* THE PROBLEM
Please rewrite the passage on The Man in the High Castle from "Ever since I" to "with a sequel.", substituting "speculative fiction" for "alternate history".

How to Assault The Man in the High Castle

Friday , 19, June 2015 3 Comments

America, 1962 The Man in the High Castle Version (at the height of the popular appeal of the blockbuster novel, The Grasshopper Lies Heavy.)

I consulted the I Ching before writing this starter’s guide to The Man in the High Castle. It presented me with Hexagram 14.

All things come to the man…in a high position. – From Hexagram 14, I Ching

Never let it be said that the ancients have no sense of humor.

Ever since I first encountered Philip K. Dick’s masterpiece of alternate history, I was confused by readers and fans who hoped for a sequel to “finish” it. It wasn’t until even later that I discovered that Dick himself intended to “complete” the novel with a sequel.

Of all the books I have ever read, none has less need for a sequel than The Man in the High Castle. It is a complete work – a complete universe (or multiverse, if you must). More important, it is a complete story. The climax – which, despite the violence and world-rending involved – is subtle and potentially confusing, and though the story will linger in your mind for some time, the resolution is as masterful as any of Dick’s more action-oriented short stories with a kicker.

So, although I may simply be too stupid to realize that The Man in the High Castle really does have loose ends, it may still be helpful to provide a few tools so that you can be as fully satisfied with the book — as a complete work — as dumb ol’ me:

The book appears to have a simple plot: it follows the day-to-day dreams and troubles of Americans (native or migrant) living in a nation divided by the two superpowers – Japan and Germany – who conquered the world in World War II, following the assasination of FDR. In fact, you can enjoy the novel at the level of What If…? adventure alone. The societies and the psychological effects resulting from this jarring divergence are profound and interesting.

However, if you stay at that level, you may be bored or confused by the parts of the plot that ruminate on the encounters with the I Ching, Christianity, or a variety of the books that factor heavily as characters within the novel. So, here are the keys to unlocking some of the deeper portions of the text.

Keep in mind that The Man in the High Castle is not in any way a postmodern book (except for the fact that is far too often mistaken for one) – in fact, it has far more in common with Cervantes’ sixteenth-century novel Don Quixote than it does with – for example – the “New Wave” of SF in the 1960s that was contemporary to PKD’s masterpiece. Thus, any symbolism in it is of the traditional “signifier” kind, as opposed to the post-modern “subjective” kind. In other words, the text in The Man in the High Castle won’t give you vague “clues” to its symbols that can mean anything you want. It will pretty much come out and tell you what those symbols mean. This makes the mystery of The Man in the High Castle more interesting: you know that the book has to resolve based on those symbols, and that its plot means something specific, not “whatever the reader wants it to mean.”

(Dataset rows)

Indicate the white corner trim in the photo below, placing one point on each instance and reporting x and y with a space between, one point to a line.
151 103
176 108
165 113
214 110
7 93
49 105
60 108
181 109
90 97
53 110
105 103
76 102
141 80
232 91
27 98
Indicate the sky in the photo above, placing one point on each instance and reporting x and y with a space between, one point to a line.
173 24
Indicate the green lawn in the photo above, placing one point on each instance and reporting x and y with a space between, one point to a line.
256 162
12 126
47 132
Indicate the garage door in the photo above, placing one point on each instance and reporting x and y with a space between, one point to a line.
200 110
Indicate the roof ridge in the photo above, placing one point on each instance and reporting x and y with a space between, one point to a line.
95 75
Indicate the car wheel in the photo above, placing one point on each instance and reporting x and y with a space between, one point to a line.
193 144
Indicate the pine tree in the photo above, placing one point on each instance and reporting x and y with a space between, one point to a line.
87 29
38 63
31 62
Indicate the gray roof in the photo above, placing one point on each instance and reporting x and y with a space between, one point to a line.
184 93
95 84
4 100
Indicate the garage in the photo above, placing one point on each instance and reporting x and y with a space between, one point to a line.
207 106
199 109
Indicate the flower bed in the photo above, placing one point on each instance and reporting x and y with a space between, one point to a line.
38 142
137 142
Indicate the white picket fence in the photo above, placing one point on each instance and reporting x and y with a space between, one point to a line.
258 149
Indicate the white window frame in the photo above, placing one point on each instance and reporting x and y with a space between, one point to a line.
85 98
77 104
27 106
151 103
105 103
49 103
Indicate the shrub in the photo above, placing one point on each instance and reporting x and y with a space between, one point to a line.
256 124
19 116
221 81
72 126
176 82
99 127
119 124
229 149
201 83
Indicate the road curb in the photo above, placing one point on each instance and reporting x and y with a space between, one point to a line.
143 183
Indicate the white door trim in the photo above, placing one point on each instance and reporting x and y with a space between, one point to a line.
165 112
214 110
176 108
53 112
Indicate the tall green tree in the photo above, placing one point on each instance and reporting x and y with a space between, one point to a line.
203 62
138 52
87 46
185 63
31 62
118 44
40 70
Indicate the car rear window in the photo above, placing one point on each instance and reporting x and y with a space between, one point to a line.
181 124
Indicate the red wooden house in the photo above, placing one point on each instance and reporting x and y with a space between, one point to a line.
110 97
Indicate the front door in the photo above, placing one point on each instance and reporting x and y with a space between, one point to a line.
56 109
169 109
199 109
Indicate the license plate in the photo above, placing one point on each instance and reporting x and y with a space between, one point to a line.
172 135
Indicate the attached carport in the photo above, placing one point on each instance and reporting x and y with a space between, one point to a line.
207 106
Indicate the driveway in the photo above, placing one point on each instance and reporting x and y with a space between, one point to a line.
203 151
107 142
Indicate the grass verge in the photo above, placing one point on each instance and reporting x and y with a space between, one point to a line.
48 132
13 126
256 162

* CORRECT RESULT
Ever since I first encountered Philip K. Dick’s masterpiece of speculative fiction, I was confused by readers and fans who hoped for a sequel to “finish” it. It wasn’t until even later that I discovered that Dick himself intended to “complete” the novel with a sequel.